* Selected excerpt
● ● ●

So we must change how we generate and use energy in order to fight climate change. But will this hurt the world’s economy? How will it affect the lives and aspirations of the poor? Will subsidizing renewable energy create new jobs, or destroy high-paying jobs that depend on the fossil fuels? Can renewable energy sources stand on their own without subsidies? These are all questions that concern governments and individuals alike. But, whatever the answer, the cost of not taking action now spells disaster for our planet.
Power plants vary greatly in how much they cost to build and operate. Operating a wind turbine is almost free, but building an offshore wind farm costs about 3 times as much as building a coal-burning plant that produces the same power. A hydroelectric dam, for example, uses a large area of land, while a geothermal plant covers relatively little. Any realistic comparison of costs must include the costs of borrowing capital, construction, operation, maintenance, and eventual decommission; and take into account when these costs are incurred – before, during, or after the plant is producing energy.
Renewable Energy in the US and in Europe
The cost of building and operating a renewable plant depends strongly on where it is located. A good place to study these costs is the United States, the second largest energy-consuming nation in the world. The average American today uses about 4 times as much energy as someone in China, the world’s greatest consumer of energy, and more than 16 times the average consumption in India, the third largest energy user. But no doubt it would also surprise many people to learn that in the last ten years the United States has reduced both its total energy consumption and its average consumption, and has reduced its greenhouse gas emissions more than all of the other nations of the world combined.
To make a fair comparison between the costs of different types of energy sources, economists use a factor called the “levelized cost of energy,” or LCOE. The LCOE estimates future fuel costs, interest rates, and similar factors. To be of interest to a utility company, renewable sources must produce electricity for the grid at an LCOE comparable to the cost from fossil fuel plants, called “grid parity.” (This is different than a homeowner’s rooftop solar system that becomes competitive at retail rates, which are two or three times higher than the wholesale costs paid by utility companies.)
This table, from the US Energy Information Administration, lists the costs in dollars per unit of energy for newly constructed plants.

● ● ●

* Material shown
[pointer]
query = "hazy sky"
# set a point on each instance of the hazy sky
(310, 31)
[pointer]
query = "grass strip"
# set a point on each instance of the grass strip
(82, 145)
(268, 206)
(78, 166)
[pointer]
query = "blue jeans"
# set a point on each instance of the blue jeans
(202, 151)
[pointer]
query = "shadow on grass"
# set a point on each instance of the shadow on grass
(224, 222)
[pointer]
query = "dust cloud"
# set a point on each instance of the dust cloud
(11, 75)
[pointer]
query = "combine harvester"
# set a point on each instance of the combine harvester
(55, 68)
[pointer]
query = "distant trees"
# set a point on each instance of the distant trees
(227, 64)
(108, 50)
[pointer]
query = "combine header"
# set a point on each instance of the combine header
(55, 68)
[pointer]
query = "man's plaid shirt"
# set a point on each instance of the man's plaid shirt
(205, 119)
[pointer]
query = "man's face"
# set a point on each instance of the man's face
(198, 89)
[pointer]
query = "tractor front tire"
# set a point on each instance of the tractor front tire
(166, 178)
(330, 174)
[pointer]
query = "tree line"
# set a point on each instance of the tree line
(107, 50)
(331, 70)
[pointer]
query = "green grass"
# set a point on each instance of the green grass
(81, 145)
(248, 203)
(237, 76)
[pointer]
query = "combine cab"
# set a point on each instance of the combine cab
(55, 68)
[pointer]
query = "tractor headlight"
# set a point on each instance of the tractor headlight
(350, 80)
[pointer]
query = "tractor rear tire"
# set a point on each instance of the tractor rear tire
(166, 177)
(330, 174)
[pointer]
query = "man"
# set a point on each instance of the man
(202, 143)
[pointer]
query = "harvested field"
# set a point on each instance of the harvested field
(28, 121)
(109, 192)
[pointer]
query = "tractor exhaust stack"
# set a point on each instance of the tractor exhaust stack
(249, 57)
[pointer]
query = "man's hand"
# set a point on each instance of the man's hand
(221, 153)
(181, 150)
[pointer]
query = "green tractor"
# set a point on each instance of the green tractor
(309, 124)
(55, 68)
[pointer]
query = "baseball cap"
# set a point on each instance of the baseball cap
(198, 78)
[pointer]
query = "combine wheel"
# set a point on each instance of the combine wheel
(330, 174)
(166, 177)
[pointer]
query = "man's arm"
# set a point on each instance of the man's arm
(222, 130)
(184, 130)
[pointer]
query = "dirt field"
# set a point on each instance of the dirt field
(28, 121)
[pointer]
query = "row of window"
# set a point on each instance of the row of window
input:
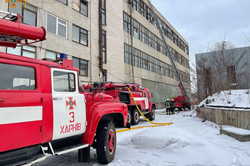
(140, 32)
(17, 77)
(30, 52)
(55, 24)
(140, 59)
(149, 14)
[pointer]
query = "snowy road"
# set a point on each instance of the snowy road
(188, 142)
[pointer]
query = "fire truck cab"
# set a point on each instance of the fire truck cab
(133, 95)
(43, 111)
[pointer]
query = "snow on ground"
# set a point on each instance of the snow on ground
(236, 130)
(188, 142)
(232, 98)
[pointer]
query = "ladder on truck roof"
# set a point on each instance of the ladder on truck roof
(168, 54)
(8, 16)
(13, 32)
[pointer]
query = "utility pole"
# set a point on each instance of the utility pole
(130, 3)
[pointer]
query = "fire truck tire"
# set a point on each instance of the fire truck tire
(129, 119)
(135, 117)
(106, 142)
(152, 115)
(84, 155)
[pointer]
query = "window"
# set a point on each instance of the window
(64, 81)
(81, 6)
(127, 23)
(140, 59)
(80, 35)
(26, 51)
(231, 74)
(103, 12)
(82, 65)
(27, 11)
(14, 77)
(105, 76)
(136, 29)
(51, 55)
(56, 25)
(65, 2)
(104, 46)
(135, 4)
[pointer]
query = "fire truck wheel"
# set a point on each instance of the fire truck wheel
(84, 155)
(135, 117)
(152, 115)
(129, 119)
(106, 142)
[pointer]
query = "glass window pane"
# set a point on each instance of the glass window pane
(15, 51)
(62, 30)
(84, 38)
(76, 62)
(75, 33)
(15, 77)
(17, 9)
(51, 55)
(65, 2)
(64, 81)
(29, 17)
(51, 23)
(29, 54)
(76, 4)
(29, 48)
(84, 7)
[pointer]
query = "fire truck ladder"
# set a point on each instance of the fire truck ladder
(13, 33)
(168, 53)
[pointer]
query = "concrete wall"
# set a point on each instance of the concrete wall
(117, 70)
(239, 57)
(237, 118)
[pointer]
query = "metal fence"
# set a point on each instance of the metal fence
(237, 118)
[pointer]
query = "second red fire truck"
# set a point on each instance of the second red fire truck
(43, 112)
(137, 98)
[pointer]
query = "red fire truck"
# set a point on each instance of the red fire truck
(42, 110)
(134, 95)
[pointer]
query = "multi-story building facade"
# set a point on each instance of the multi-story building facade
(223, 69)
(108, 40)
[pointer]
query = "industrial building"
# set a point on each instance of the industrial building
(108, 40)
(222, 70)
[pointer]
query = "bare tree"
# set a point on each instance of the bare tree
(212, 72)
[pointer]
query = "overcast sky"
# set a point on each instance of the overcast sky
(205, 22)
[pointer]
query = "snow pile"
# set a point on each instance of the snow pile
(235, 130)
(188, 142)
(232, 99)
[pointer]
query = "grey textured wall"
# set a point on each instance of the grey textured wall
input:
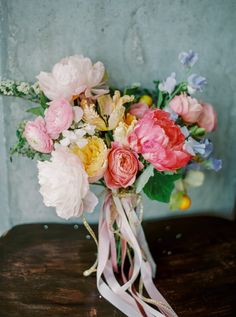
(138, 41)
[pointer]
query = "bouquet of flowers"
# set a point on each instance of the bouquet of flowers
(127, 141)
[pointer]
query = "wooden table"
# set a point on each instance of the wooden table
(41, 269)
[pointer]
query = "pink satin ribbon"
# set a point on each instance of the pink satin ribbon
(124, 296)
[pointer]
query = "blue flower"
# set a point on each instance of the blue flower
(208, 148)
(196, 83)
(189, 58)
(213, 164)
(169, 84)
(204, 147)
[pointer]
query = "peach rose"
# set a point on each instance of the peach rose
(37, 136)
(187, 107)
(138, 109)
(123, 165)
(207, 118)
(59, 117)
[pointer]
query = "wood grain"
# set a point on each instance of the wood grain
(41, 269)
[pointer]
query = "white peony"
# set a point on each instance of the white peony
(72, 76)
(64, 185)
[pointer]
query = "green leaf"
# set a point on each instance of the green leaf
(160, 186)
(38, 111)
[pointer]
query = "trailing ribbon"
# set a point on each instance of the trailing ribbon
(119, 221)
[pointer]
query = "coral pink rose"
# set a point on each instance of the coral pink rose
(37, 136)
(59, 117)
(208, 118)
(123, 165)
(187, 107)
(160, 141)
(138, 109)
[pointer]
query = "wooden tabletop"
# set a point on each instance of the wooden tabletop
(41, 269)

● ● ●

* Challenge
Carry on the passage about the costs of renewable energy, picking up right after its last sentence.

* Output for this exercise
You can see from the LCOE column of the table above, onshore wind energy is clearly among the lowest cost. Geothermal is the cheapest, but suitable sites are very limited. A lack of new locations limits hydroelectric dam construction as well – no major new hydroelectric dams are likely to be built in the United States. As for natural gas, it has been rapidly replacing coal, thanks to the fracking revolution that has cut gas prices in half. This has made enormous benefits in reducing US carbon emissions, but, while it is much better than coal, natural gas is still a carbon-emitting fossil fuel. In addition, gas prices historically are very volatile; and it is still an open question whether methane leaking from fracking operations offsets the benefit of lower carbon emissions.
The high capital costs of solar sources shown in the table are the major barrier to their development. This is a problem for solar thermal plants especially, since these are large installations that focus sunlight to heat special fluids to power generators. Developers risk heavy investment losses if these plants fail to produce as intended, as may be the case at the world’s largest solar plant at Ivanpah in California. Additionally, large installations tend to be hard to adapt to improved technology, whereas wind farms and photovoltaic installations, which are modular, can be readily upgraded. In summary, the LCOE of onshore wind energy explains why wind power is the fastest growing source of new energy.
Renewable sources are usually far from the grid and so incur extra connection expense, plus their intermittent nature requires other sources to be available to provide power when needed. Even so, in areas where sun and wind are plentiful, the retail electric rates from renewable sources have fallen below those from fossil fuels. In US, states like Oklahoma and Texas that have abundant sun and wind, the unsubsidized price of wind energy is about two-thirds that of coal or gas, and electricity from solar plants is roughly on par. When factoring in government subsidies, the price of electricity from new wind sources in these regions is cheaper even than electricity from already existing fossil fuel plants. This raises a crucial question – how much do these subsidies cost taxpayers?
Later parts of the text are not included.